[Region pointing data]
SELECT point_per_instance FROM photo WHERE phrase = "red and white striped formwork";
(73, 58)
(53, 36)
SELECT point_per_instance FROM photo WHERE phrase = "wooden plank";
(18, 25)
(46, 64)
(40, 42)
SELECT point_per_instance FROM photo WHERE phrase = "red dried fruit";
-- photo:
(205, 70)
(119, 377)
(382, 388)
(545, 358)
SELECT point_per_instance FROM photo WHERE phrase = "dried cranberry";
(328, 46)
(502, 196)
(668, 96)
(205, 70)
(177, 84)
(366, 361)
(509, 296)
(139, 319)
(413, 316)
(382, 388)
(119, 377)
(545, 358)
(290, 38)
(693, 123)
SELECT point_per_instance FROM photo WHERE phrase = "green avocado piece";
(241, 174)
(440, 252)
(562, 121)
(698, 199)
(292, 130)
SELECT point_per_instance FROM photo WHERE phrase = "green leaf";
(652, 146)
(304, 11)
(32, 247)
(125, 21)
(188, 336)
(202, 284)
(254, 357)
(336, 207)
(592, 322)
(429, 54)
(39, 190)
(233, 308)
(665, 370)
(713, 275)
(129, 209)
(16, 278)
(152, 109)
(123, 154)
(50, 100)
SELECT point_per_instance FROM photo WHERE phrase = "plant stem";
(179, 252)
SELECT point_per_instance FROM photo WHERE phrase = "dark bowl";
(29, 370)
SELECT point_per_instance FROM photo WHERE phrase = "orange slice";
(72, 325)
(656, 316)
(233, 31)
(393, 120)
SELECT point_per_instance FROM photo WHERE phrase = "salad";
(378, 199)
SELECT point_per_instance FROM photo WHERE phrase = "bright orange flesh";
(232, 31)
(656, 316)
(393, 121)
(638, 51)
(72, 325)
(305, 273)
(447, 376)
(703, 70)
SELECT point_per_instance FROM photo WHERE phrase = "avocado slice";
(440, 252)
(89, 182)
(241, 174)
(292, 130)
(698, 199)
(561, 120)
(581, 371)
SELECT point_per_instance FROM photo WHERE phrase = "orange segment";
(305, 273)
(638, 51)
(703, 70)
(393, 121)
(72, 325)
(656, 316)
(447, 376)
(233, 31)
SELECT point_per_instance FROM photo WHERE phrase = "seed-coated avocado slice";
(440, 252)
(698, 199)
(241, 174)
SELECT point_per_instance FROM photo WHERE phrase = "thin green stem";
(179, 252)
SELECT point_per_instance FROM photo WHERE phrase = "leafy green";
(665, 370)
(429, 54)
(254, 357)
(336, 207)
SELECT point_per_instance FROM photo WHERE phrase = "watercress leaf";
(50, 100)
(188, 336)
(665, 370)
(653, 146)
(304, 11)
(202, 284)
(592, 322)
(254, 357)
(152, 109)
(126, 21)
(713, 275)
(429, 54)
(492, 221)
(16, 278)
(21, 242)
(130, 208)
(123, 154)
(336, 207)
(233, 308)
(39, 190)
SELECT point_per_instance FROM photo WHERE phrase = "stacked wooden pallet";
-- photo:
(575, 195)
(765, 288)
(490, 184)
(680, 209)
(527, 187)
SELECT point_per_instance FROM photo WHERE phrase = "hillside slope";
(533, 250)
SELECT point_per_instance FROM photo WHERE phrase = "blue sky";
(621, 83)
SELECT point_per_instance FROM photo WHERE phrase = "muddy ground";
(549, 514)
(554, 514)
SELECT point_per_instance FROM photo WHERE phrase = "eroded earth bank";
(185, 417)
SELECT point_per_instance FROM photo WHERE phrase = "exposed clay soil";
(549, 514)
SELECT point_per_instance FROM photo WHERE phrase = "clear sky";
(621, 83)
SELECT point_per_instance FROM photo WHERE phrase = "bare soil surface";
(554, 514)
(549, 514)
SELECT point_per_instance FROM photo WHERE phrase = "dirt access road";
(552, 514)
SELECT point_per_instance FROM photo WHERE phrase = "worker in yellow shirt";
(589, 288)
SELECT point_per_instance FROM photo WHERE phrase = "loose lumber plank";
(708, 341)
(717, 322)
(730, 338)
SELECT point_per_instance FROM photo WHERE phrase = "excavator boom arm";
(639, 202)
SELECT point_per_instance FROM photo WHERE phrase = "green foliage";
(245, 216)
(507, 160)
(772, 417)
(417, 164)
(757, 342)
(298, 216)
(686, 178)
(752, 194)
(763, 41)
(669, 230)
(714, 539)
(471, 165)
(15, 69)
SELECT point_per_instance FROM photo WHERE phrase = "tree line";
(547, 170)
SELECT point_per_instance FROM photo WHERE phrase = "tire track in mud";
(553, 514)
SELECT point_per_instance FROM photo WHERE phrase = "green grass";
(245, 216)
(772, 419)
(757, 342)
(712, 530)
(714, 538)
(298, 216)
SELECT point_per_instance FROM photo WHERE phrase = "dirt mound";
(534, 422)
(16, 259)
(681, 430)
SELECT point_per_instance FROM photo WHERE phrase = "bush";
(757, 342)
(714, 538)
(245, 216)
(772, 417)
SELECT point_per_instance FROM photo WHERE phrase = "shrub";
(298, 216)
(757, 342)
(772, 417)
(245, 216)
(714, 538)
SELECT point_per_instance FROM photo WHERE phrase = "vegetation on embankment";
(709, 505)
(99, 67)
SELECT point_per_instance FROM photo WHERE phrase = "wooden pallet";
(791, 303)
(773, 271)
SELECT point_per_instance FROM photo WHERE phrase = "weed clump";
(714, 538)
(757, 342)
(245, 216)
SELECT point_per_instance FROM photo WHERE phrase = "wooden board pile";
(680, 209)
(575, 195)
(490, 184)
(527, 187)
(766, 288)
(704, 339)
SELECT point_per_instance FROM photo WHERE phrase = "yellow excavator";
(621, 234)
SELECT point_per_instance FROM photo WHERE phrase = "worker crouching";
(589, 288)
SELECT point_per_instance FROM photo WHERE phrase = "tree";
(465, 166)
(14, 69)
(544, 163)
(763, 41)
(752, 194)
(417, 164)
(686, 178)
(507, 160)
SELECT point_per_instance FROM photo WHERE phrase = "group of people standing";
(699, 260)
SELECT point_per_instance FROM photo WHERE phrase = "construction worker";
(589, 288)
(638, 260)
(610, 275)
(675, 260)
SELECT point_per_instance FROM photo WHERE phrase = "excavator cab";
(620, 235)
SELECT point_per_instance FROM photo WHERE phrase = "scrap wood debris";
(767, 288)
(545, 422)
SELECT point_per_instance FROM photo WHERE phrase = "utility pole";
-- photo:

◆ WORK TO BE COMPLETED: Reproduce the entries above in full, precisely as written.

◆ SOLUTION TO THE PROBLEM:
SELECT point_per_instance FROM photo WHERE phrase = "red and white striped formwork";
(73, 58)
(53, 36)
SELECT point_per_instance FROM photo WHERE phrase = "wooden plank";
(18, 25)
(46, 64)
(40, 42)
SELECT point_per_instance FROM photo WHERE phrase = "red dried fruit";
-- photo:
(205, 70)
(119, 377)
(382, 388)
(545, 358)
SELECT point_per_instance FROM photo WHERE phrase = "dried cranberry";
(328, 46)
(502, 196)
(668, 96)
(205, 70)
(177, 84)
(366, 361)
(509, 296)
(139, 319)
(413, 316)
(382, 388)
(119, 377)
(545, 358)
(290, 38)
(693, 123)
SELECT point_per_instance FROM photo WHERE phrase = "green avocado piece";
(241, 174)
(440, 252)
(562, 121)
(698, 199)
(292, 130)
SELECT point_per_instance FROM photo WHERE phrase = "green leaf";
(652, 146)
(304, 11)
(32, 247)
(125, 21)
(188, 336)
(202, 284)
(254, 357)
(336, 207)
(592, 322)
(429, 54)
(39, 190)
(233, 308)
(665, 370)
(713, 275)
(129, 209)
(16, 278)
(152, 109)
(123, 154)
(50, 100)
SELECT point_per_instance FROM photo WHERE phrase = "plant stem";
(179, 252)
SELECT point_per_instance FROM photo WHERE phrase = "dark bowl";
(29, 370)
SELECT point_per_instance FROM photo WHERE phrase = "orange slice";
(72, 325)
(656, 316)
(233, 31)
(393, 120)
SELECT point_per_instance FROM photo WHERE phrase = "salad";
(378, 199)
SELECT point_per_instance FROM photo WHERE phrase = "bright orange flesh";
(232, 31)
(656, 316)
(393, 121)
(638, 51)
(72, 325)
(305, 273)
(447, 376)
(703, 70)
SELECT point_per_instance FROM photo WHERE phrase = "avocado slice";
(440, 252)
(89, 182)
(241, 174)
(292, 130)
(698, 199)
(561, 120)
(581, 371)
SELECT point_per_instance FROM photo WHERE phrase = "orange segment";
(305, 273)
(638, 51)
(703, 70)
(393, 121)
(72, 325)
(656, 316)
(447, 376)
(233, 31)
SELECT point_per_instance FROM photo WHERE phrase = "seed-coated avocado slice";
(440, 252)
(698, 199)
(241, 174)
SELECT point_per_instance FROM photo WHERE phrase = "thin green stem";
(179, 252)
SELECT point_per_instance FROM photo WHERE phrase = "leafy green";
(665, 370)
(429, 54)
(254, 357)
(336, 207)
SELECT point_per_instance FROM photo WHERE phrase = "watercress leaf";
(50, 100)
(188, 336)
(665, 370)
(653, 146)
(304, 11)
(202, 284)
(592, 322)
(254, 357)
(152, 109)
(126, 21)
(713, 275)
(429, 54)
(492, 221)
(16, 278)
(21, 242)
(130, 208)
(123, 154)
(336, 207)
(233, 308)
(39, 190)
SELECT point_per_instance FROM photo WHERE phrase = "stacked wooden pallet";
-- photo:
(575, 195)
(765, 288)
(490, 184)
(680, 209)
(527, 187)
SELECT point_per_instance FROM photo WHERE phrase = "hillside slope";
(533, 250)
SELECT point_per_instance FROM photo WHERE phrase = "blue sky";
(621, 83)
SELECT point_per_instance FROM photo WHERE phrase = "muddy ground";
(549, 514)
(554, 514)
SELECT point_per_instance FROM photo WHERE phrase = "eroded earth bank";
(185, 417)
SELECT point_per_instance FROM photo WHERE phrase = "exposed clay soil";
(549, 514)
SELECT point_per_instance FROM photo WHERE phrase = "clear sky";
(621, 83)
SELECT point_per_instance FROM photo WHERE phrase = "bare soil surface";
(554, 514)
(549, 514)
SELECT point_per_instance FROM photo WHERE phrase = "dirt access road";
(552, 514)
SELECT point_per_instance FROM photo WHERE phrase = "worker in yellow shirt";
(589, 288)
SELECT point_per_instance FROM photo WHERE phrase = "loose lumber plank";
(708, 341)
(717, 322)
(730, 338)
SELECT point_per_instance FROM photo WHERE phrase = "excavator boom arm";
(639, 202)
SELECT point_per_instance FROM photo WHERE phrase = "green foliage";
(245, 216)
(507, 160)
(772, 417)
(417, 164)
(757, 342)
(298, 216)
(686, 178)
(752, 194)
(763, 41)
(669, 230)
(714, 539)
(471, 165)
(15, 69)
SELECT point_per_instance FROM photo WHERE phrase = "tree line";
(547, 170)
SELECT point_per_instance FROM photo WHERE phrase = "tire track in mud";
(553, 514)
SELECT point_per_instance FROM photo WHERE phrase = "green grass";
(245, 216)
(772, 419)
(757, 342)
(712, 530)
(714, 538)
(298, 216)
SELECT point_per_instance FROM photo WHERE phrase = "dirt mound";
(534, 422)
(16, 259)
(681, 430)
SELECT point_per_instance FROM photo WHERE phrase = "bush";
(757, 342)
(714, 538)
(245, 216)
(772, 417)
SELECT point_per_instance FROM photo WHERE phrase = "shrub";
(298, 216)
(757, 342)
(772, 417)
(245, 216)
(714, 538)
SELECT point_per_instance FROM photo WHERE phrase = "vegetation on embankment";
(709, 505)
(99, 67)
SELECT point_per_instance FROM photo WHERE phrase = "wooden pallet";
(791, 303)
(773, 271)
SELECT point_per_instance FROM photo WHERE phrase = "weed clump";
(714, 538)
(757, 342)
(245, 216)
SELECT point_per_instance FROM photo WHERE phrase = "wooden board pile";
(680, 209)
(575, 195)
(490, 184)
(527, 187)
(766, 288)
(704, 339)
SELECT point_per_instance FROM photo WHERE phrase = "yellow excavator";
(621, 234)
SELECT point_per_instance FROM photo WHERE phrase = "worker crouching";
(589, 288)
SELECT point_per_instance FROM photo WHERE phrase = "tree";
(465, 166)
(14, 69)
(544, 163)
(763, 41)
(752, 194)
(417, 164)
(686, 178)
(507, 160)
SELECT point_per_instance FROM photo WHERE phrase = "group of people standing";
(699, 260)
SELECT point_per_instance FROM photo WHERE phrase = "construction worker";
(589, 288)
(638, 260)
(610, 275)
(675, 260)
SELECT point_per_instance FROM photo WHERE phrase = "excavator cab";
(620, 235)
SELECT point_per_instance FROM photo WHERE phrase = "scrap wood debris";
(767, 288)
(545, 422)
SELECT point_per_instance FROM photo WHERE phrase = "utility pole";
-- photo:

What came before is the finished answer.